> _Текст страницы_:
--

Великолепное панорамирование, которым начинается этот эпизод, уже описанный нами (беглянка и армии в походе), само по себе выявляет здесь две темы: описание ожесточенного сражения и страданий, которые война приносит гражданскому населению. Чередование двух тем обусловливает весь монтаж. Иногда Гриффит пытается даже объединить их в одном кадре: каше горизонтально или по диагонали разделяет экран, позволяя режиссеру одновременно показывать Питсбургскую битву и объятую пламенем Атланту, по улицам которой мечется обезумевшая толпа беженцев… Эта попытка, давшая посредственные результаты, была новой разновидностью изображения „мечтаний героя, передававшихся при помощи впечатывания — приема, ставшего традиционным с начала века. Прием этот не имел будущего, но для Гриффита он был логическим завершением параллельного монтажа, объединяя два элемента в одном кадре.

--

> _Что нужно сделать_:
(1) Обновите фрагмент текста о Гриффите, начиная со слов «Великолепное панорамирование, которым» и вплоть до слов «в одном кадре.», заменив «посредственные» на «скромные».
(2) Ответьте по тексту о Гриффите:
(а) Какие две темы выявляет панорамирование, которым начинается эпизод?
(б) Какую битву и какой горящий город режиссер показывает одновременно в одном кадре?
(в) С какого времени прием впечатывания стал традиционным?
Записи ниже никак не связаны с текстом о Гриффите.

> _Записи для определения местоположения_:
--

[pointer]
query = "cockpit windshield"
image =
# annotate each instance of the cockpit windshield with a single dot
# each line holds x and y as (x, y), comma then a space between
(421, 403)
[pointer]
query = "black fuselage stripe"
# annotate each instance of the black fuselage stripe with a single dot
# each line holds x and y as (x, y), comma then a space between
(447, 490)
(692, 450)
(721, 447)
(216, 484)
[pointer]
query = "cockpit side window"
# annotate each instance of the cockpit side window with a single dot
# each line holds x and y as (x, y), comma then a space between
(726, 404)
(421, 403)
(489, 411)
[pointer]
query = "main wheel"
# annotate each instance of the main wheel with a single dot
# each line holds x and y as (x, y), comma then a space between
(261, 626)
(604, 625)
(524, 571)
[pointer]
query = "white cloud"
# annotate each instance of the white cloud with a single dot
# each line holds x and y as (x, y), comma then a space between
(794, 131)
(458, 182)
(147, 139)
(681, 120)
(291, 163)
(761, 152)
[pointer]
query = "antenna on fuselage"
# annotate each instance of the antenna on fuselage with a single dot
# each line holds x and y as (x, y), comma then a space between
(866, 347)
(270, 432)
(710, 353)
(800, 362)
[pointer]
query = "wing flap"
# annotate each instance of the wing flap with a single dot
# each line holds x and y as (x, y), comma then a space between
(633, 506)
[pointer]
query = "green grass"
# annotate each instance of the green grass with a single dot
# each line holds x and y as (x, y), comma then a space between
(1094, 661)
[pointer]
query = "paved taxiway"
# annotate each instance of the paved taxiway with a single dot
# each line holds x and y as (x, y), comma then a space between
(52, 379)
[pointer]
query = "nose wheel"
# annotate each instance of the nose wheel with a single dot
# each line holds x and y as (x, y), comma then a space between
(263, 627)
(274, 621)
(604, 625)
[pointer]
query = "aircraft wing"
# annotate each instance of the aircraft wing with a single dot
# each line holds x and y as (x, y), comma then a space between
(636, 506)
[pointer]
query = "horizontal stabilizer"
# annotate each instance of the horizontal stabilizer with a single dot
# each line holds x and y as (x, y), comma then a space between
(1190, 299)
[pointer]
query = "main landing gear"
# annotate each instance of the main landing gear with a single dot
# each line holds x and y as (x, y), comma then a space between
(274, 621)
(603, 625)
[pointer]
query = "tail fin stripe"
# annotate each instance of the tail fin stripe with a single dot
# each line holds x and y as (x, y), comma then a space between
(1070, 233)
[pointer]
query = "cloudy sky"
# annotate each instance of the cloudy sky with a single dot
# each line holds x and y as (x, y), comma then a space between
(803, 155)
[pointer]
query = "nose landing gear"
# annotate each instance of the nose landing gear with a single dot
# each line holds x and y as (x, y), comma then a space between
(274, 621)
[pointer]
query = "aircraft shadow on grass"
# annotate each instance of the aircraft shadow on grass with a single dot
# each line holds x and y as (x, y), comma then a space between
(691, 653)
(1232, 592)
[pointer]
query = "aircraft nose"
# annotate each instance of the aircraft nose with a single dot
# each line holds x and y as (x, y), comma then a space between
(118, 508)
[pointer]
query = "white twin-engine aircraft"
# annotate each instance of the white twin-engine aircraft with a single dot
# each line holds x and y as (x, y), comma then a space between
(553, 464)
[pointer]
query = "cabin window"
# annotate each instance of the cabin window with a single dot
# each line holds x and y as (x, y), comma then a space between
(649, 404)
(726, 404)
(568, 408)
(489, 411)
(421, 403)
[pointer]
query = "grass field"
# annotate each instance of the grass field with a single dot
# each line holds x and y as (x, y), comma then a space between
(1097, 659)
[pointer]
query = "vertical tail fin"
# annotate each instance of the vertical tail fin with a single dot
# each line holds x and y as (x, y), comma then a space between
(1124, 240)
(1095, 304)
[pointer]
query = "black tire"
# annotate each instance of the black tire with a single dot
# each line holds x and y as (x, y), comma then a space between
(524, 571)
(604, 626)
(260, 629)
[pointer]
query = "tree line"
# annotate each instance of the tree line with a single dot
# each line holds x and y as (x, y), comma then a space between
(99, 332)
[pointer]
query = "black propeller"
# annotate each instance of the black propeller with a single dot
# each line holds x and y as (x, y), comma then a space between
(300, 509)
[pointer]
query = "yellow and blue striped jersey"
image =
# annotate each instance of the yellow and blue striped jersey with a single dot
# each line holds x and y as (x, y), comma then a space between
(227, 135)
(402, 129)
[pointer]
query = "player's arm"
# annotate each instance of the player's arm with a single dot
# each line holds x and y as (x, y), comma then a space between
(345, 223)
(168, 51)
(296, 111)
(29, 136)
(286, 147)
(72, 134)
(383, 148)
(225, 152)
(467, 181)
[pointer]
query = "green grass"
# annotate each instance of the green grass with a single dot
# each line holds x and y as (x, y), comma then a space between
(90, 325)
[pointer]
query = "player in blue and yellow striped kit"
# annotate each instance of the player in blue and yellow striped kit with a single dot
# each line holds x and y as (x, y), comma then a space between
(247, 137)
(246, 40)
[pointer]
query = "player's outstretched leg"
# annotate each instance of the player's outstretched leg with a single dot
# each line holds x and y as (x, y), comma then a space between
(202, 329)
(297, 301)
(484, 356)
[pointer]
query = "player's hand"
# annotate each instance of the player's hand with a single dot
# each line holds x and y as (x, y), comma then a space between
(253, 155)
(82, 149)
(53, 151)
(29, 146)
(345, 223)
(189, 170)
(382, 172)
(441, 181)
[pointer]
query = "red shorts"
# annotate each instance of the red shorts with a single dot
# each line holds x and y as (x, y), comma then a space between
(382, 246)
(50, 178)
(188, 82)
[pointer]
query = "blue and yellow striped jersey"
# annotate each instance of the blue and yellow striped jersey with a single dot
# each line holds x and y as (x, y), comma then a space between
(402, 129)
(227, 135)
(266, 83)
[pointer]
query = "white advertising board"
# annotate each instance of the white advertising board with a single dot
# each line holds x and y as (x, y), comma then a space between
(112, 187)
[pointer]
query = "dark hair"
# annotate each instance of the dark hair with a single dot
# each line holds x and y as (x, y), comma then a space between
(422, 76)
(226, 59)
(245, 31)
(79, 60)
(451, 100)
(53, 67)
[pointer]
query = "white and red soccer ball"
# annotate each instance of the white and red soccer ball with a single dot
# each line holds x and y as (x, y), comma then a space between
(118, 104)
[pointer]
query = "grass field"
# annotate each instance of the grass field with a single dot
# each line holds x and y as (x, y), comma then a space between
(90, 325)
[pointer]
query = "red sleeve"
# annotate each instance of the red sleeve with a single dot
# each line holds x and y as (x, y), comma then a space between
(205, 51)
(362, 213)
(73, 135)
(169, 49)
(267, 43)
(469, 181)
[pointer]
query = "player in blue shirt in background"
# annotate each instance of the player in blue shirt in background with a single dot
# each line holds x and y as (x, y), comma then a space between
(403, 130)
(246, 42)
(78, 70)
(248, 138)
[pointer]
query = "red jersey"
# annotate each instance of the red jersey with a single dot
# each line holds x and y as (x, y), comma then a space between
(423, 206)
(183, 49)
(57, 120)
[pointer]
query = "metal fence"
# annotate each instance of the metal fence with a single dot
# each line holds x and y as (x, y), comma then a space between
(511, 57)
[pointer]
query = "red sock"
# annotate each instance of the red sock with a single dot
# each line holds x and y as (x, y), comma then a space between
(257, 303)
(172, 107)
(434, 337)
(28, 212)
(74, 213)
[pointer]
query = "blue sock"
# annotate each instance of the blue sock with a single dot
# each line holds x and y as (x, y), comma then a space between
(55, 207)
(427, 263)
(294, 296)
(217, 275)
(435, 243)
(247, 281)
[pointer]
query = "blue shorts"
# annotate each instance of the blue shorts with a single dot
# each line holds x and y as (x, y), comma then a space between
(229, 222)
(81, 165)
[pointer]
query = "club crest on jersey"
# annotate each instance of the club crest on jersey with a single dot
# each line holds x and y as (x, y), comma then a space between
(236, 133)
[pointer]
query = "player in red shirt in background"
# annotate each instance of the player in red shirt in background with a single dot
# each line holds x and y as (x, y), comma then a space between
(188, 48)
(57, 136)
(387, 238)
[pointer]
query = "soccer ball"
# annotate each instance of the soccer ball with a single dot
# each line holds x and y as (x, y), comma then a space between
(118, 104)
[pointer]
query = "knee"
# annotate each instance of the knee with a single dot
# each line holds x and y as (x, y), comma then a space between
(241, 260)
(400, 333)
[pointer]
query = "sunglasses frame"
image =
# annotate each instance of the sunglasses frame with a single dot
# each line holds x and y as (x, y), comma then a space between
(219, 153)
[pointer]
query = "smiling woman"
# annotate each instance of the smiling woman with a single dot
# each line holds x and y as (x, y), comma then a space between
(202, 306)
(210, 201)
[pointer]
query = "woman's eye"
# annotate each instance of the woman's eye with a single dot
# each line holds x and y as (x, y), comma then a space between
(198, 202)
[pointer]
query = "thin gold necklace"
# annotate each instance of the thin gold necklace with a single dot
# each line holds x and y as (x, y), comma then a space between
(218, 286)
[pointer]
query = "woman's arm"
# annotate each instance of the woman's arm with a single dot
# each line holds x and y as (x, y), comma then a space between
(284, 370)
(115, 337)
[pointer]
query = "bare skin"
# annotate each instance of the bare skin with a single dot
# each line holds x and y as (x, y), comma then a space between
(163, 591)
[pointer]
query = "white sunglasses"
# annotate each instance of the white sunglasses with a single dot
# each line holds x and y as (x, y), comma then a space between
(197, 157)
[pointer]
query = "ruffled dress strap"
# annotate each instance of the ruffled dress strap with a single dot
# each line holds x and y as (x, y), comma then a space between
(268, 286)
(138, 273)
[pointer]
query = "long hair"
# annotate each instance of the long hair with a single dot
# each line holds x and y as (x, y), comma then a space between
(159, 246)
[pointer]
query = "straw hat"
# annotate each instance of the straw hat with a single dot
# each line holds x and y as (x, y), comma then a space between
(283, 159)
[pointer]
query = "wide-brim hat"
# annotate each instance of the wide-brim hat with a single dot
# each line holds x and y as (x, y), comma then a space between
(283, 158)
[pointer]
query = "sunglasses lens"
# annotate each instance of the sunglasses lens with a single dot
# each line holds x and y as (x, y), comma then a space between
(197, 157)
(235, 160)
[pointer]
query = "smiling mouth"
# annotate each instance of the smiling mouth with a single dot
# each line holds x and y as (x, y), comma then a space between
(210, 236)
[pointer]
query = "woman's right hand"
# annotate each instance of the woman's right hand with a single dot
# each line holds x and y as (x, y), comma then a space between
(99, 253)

--

> _Ответы по заданиям_:
(1)
Великолепное панорамирование, которым начинается этот эпизод, уже описанный нами (беглянка и армии в походе), само по себе выявляет здесь две темы: описание ожесточенного сражения и страданий, которые война приносит гражданскому населению. Чередование двух тем обусловливает весь монтаж. Иногда Гриффит пытается даже объединить их в одном кадре: каше горизонтально или по диагонали разделяет экран, позволяя режиссеру одновременно показывать Питсбургскую битву и объятую пламенем Атланту, по улицам которой мечется обезумевшая толпа беженцев… Эта попытка, давшая скромные результаты, была новой разновидностью изображения „мечтаний героя, передававшихся при помощи впечатывания — приема, ставшего традиционным с начала века. Прием этот не имел будущего, но для Гриффита он был логическим завершением параллельного монтажа, объединяя два элемента в одном кадре.

(2)
(а) Описание ожесточенного сражения и страдания, которые война приносит гражданскому населению.
(б) Питсбургскую битву и объятую пламенем Атланту.
(в) С начала века.